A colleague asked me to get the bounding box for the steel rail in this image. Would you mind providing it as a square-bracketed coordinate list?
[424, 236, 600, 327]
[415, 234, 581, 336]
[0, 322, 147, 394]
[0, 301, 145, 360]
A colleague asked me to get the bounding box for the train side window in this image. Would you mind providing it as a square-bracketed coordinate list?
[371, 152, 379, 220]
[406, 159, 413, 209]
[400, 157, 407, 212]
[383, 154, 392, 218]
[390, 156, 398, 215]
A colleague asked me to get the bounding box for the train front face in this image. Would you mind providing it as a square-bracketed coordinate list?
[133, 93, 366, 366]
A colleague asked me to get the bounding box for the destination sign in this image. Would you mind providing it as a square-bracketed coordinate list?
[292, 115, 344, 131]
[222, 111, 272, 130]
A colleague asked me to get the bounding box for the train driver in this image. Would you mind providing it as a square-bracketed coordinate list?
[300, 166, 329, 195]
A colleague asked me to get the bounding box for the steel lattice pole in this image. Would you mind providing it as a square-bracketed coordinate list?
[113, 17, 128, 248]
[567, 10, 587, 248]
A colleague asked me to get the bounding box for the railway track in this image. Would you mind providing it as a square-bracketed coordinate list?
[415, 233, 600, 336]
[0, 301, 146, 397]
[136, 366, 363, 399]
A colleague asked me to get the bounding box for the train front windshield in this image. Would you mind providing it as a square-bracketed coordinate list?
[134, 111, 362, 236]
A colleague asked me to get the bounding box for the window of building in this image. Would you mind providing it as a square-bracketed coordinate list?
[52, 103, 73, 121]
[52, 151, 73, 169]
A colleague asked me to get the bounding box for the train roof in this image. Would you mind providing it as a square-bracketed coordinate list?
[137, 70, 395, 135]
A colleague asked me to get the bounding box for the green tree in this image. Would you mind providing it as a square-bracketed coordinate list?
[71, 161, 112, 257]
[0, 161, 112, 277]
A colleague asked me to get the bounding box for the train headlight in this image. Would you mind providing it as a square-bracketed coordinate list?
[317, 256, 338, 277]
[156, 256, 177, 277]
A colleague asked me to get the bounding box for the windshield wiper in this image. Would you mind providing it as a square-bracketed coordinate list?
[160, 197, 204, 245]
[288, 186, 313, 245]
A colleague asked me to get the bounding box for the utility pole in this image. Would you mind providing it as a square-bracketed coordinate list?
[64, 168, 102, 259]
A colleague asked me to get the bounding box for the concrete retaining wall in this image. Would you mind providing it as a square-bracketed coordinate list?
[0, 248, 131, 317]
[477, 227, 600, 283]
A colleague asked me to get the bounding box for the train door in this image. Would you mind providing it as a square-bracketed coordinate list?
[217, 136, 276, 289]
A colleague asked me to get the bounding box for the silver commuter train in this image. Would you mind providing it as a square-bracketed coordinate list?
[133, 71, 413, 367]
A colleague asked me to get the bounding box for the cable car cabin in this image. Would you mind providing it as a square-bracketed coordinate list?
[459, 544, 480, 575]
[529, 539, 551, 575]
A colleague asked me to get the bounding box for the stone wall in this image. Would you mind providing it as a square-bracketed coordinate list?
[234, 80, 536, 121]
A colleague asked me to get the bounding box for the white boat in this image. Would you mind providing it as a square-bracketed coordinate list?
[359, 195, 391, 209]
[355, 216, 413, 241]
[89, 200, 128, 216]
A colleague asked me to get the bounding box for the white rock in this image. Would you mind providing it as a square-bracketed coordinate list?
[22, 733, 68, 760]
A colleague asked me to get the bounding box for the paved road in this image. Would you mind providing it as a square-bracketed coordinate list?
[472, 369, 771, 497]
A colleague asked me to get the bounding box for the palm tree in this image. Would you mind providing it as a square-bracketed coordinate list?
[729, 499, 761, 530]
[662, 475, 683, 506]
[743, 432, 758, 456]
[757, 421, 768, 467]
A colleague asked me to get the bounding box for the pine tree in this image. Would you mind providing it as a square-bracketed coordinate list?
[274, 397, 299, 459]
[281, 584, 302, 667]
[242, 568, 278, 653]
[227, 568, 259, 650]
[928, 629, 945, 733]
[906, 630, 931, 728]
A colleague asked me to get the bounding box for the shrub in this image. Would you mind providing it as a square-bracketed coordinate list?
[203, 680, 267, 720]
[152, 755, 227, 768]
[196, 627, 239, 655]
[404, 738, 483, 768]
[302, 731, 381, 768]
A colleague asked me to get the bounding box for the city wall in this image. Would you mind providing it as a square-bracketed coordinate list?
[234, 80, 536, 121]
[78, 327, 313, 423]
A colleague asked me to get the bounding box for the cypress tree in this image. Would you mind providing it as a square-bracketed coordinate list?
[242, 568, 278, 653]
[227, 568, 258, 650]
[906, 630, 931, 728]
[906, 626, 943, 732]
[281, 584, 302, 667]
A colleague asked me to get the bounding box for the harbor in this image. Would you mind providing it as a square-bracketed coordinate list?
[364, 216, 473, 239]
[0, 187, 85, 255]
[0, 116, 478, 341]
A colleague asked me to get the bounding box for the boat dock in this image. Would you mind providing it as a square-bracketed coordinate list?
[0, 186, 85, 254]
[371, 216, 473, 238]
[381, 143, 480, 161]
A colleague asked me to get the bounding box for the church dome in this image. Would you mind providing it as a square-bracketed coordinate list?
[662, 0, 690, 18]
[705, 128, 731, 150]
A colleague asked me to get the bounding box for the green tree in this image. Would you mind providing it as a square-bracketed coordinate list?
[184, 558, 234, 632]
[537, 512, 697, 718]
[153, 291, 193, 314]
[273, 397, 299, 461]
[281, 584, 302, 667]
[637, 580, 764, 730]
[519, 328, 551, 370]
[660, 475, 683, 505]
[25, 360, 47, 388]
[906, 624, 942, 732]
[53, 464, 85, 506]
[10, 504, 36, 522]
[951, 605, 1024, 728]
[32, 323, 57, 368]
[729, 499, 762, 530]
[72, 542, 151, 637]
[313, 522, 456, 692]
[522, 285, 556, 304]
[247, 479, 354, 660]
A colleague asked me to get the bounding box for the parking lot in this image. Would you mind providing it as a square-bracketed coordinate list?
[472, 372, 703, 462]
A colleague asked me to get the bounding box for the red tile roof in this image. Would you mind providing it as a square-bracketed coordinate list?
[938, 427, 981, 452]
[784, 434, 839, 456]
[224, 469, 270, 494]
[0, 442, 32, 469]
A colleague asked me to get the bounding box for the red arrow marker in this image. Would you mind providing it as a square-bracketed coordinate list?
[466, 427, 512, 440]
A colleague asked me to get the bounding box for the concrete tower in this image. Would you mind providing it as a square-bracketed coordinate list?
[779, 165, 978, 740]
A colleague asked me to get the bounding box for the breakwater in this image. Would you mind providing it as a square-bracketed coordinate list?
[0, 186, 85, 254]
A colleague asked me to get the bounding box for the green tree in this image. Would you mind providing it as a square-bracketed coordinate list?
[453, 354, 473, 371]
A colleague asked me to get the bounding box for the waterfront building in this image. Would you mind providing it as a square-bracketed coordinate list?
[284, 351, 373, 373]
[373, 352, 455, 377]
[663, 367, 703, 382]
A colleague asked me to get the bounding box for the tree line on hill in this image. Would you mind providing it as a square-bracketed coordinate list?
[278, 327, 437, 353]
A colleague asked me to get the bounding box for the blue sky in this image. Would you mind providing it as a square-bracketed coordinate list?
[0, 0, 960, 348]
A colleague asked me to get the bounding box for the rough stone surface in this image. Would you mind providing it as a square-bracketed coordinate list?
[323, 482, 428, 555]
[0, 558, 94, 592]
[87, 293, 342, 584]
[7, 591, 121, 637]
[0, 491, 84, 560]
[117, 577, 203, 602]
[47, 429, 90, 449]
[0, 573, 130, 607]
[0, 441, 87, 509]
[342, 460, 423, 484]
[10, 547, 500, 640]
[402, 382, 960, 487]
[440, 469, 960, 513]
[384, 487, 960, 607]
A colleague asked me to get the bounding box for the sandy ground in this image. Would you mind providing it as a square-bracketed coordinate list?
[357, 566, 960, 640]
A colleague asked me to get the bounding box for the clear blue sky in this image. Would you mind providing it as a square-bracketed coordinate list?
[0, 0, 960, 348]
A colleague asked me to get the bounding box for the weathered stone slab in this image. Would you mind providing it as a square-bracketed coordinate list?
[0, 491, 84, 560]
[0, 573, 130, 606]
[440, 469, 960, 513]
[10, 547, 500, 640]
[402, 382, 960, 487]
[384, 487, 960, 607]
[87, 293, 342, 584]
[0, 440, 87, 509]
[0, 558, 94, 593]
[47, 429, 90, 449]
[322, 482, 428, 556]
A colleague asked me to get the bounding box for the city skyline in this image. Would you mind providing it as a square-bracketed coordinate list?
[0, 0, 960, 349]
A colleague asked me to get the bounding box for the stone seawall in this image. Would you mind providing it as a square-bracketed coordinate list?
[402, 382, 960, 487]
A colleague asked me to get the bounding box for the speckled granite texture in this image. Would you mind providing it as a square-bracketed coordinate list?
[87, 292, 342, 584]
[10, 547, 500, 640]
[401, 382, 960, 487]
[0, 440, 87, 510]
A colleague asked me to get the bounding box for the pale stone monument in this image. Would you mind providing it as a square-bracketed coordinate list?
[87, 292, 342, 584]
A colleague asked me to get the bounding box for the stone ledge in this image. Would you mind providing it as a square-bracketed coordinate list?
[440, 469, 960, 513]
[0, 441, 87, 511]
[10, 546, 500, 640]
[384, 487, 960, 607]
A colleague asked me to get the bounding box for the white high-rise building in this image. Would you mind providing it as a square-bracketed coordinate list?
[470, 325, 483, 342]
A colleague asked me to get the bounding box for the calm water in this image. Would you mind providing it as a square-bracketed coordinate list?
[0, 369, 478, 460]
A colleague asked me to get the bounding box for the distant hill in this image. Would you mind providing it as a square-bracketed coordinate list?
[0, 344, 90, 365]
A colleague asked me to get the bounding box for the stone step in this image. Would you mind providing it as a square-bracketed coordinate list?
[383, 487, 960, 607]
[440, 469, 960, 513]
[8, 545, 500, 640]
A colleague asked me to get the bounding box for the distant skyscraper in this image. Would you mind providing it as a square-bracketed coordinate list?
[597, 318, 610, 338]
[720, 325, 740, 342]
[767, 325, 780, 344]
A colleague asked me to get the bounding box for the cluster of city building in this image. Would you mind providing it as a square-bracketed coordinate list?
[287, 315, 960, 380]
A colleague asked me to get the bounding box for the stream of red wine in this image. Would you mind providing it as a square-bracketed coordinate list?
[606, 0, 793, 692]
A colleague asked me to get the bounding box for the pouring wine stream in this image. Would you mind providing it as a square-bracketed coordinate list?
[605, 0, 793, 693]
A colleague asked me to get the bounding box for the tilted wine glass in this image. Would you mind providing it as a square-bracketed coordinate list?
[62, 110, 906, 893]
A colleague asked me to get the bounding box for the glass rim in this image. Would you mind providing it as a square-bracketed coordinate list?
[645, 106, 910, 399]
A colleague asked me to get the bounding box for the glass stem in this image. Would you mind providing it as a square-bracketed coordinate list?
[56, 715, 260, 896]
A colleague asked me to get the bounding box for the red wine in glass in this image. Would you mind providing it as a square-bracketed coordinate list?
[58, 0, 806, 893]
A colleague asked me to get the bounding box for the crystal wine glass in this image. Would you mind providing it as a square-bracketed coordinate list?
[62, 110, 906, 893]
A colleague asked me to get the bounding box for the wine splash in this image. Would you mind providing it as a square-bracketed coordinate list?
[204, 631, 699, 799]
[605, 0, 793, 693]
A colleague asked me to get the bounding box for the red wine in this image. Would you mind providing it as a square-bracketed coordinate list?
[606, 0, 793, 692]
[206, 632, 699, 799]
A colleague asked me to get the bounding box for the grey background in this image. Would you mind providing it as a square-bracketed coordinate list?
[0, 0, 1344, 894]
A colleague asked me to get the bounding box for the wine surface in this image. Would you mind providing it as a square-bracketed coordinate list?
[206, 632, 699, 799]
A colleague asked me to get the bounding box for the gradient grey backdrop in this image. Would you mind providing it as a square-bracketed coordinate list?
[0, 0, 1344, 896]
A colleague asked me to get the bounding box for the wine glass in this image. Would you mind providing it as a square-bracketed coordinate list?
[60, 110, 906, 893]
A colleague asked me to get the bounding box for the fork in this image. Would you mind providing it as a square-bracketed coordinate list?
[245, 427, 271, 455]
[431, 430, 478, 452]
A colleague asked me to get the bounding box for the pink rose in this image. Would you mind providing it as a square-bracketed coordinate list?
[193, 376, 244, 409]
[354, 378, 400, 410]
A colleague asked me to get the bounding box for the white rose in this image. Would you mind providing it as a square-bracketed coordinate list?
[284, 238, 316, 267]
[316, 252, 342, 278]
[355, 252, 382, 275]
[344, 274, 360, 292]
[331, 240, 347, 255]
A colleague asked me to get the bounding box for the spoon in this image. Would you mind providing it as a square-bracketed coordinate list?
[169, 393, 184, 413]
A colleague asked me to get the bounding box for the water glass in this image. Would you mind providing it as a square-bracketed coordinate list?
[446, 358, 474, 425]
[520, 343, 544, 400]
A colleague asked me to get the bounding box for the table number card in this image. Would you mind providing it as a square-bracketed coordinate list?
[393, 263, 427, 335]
========================================
§ **Stated goal**
Copy out, unchanged, the item lines from the one containing "the distant hill" through the one containing "[0, 344, 90, 365]", both included.

§ **Result of the task**
A colleague asked me to get the bounding box for the distant hill in this image. Would you mind providing it as a square-bracketed coordinate list?
[0, 344, 90, 365]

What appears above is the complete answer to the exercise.